[Entries taken from a collection]
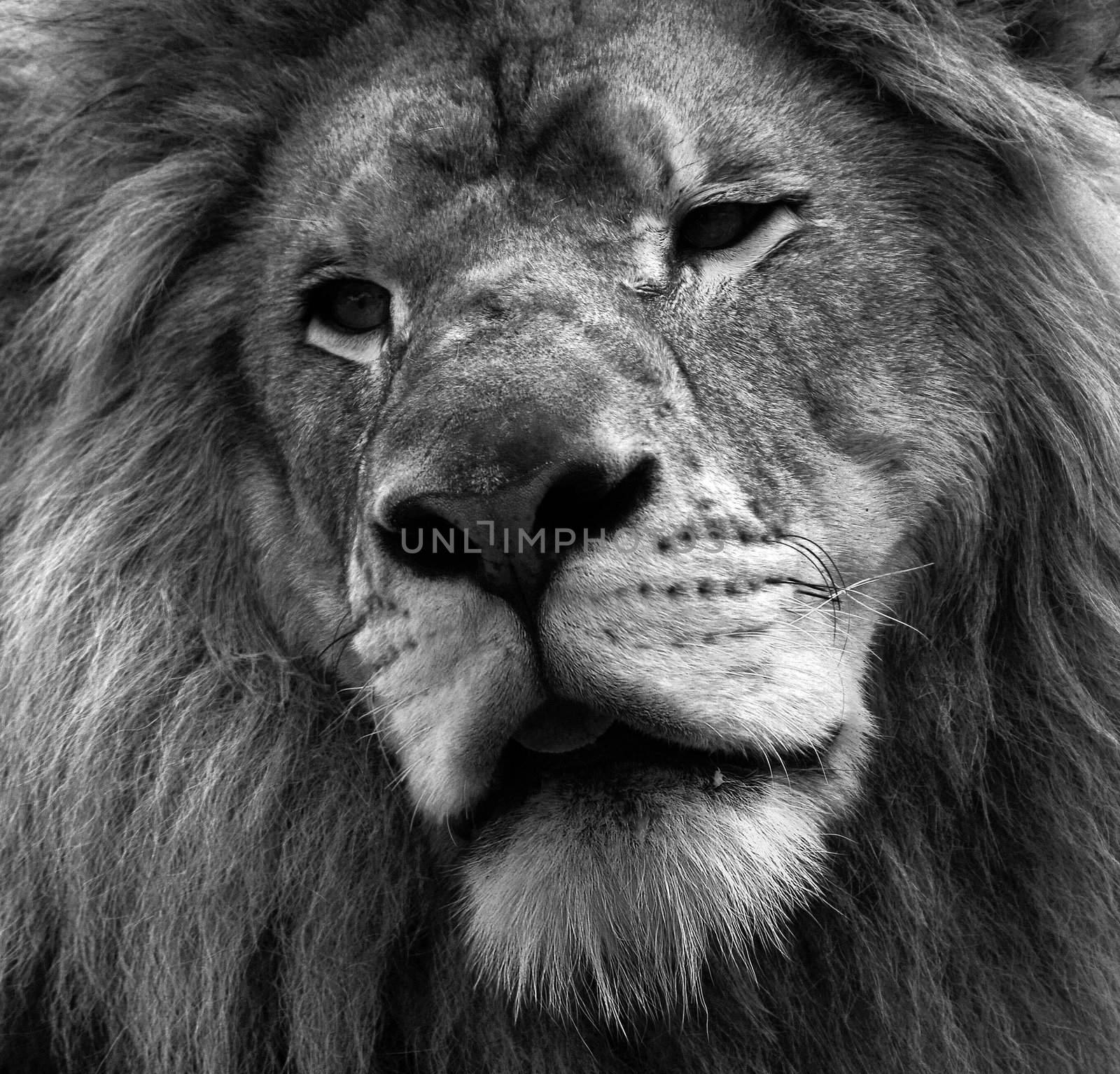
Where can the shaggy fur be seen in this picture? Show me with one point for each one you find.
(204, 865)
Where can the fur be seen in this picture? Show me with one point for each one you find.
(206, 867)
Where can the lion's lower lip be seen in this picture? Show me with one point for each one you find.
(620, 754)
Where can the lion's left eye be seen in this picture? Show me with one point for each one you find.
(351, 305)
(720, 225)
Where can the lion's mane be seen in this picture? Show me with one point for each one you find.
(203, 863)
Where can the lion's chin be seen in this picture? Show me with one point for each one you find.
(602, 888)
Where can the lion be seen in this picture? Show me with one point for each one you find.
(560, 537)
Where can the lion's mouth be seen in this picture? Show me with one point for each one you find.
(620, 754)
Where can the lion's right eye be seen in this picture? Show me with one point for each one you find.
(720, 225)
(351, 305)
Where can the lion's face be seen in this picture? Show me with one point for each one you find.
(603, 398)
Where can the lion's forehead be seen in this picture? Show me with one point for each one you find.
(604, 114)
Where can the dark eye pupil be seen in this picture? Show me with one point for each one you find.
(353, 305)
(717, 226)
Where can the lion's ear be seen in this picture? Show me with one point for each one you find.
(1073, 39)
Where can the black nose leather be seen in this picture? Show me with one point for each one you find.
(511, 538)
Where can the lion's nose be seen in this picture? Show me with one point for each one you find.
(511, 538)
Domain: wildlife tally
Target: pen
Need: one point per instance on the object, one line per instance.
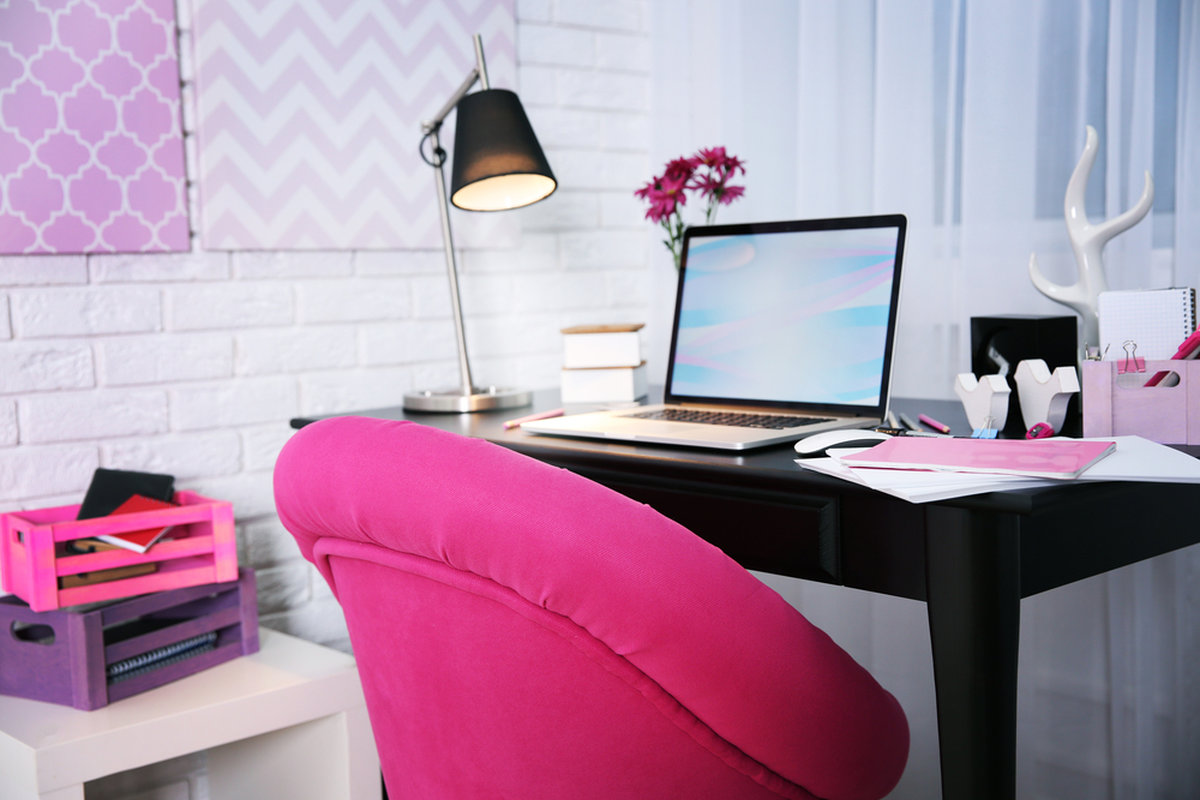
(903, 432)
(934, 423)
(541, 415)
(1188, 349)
* * *
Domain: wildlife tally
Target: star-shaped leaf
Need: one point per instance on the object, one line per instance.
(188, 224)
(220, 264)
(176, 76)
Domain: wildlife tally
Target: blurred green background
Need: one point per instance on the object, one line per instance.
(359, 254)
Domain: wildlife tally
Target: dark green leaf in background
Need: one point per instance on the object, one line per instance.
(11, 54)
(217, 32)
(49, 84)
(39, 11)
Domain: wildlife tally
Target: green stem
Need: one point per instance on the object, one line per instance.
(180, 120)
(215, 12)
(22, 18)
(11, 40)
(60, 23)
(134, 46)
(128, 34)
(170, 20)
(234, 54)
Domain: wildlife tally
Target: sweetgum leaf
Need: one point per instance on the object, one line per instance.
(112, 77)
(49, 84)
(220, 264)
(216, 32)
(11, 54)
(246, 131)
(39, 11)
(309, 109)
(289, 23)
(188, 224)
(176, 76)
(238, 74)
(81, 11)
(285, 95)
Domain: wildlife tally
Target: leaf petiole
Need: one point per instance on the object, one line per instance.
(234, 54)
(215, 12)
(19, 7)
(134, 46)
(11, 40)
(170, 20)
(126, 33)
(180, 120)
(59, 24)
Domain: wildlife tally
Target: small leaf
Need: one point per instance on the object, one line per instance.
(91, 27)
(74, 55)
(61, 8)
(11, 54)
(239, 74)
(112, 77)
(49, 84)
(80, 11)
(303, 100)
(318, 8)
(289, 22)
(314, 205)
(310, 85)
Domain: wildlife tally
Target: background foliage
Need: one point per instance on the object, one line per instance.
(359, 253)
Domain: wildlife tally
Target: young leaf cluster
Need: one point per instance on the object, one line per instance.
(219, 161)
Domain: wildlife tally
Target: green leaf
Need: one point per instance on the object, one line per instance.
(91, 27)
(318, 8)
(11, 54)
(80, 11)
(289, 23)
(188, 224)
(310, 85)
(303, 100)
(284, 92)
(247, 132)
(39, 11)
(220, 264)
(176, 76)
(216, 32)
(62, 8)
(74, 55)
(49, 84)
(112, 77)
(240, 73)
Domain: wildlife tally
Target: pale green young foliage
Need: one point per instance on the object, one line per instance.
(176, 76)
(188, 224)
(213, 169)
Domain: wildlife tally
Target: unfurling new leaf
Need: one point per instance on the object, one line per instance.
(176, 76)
---
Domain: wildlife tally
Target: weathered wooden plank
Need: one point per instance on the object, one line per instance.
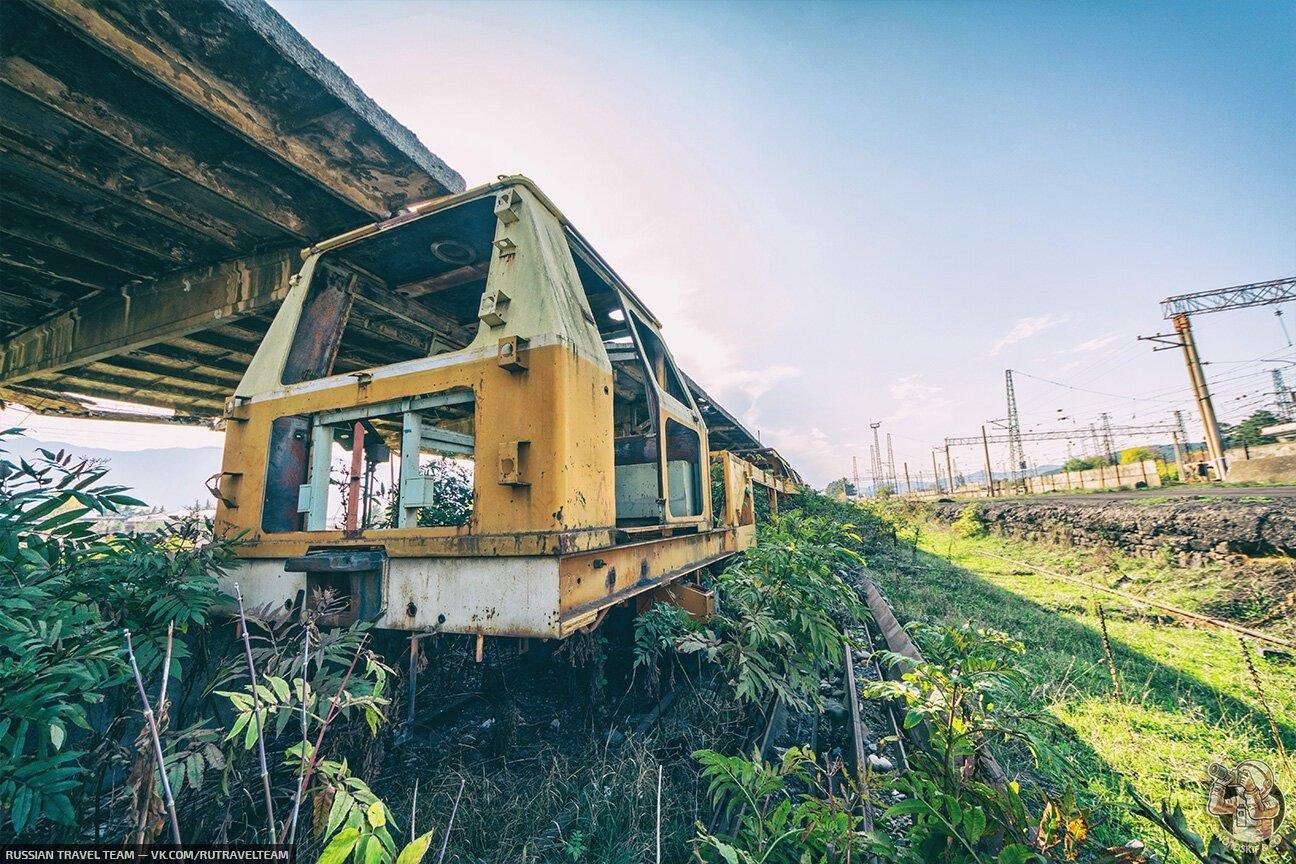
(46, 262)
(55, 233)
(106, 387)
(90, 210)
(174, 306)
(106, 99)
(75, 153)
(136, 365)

About this task
The result is a copy of every line above where the word "young" shows up.

Answer to this problem
Target: young leaf cluster
Target: pale green young foliage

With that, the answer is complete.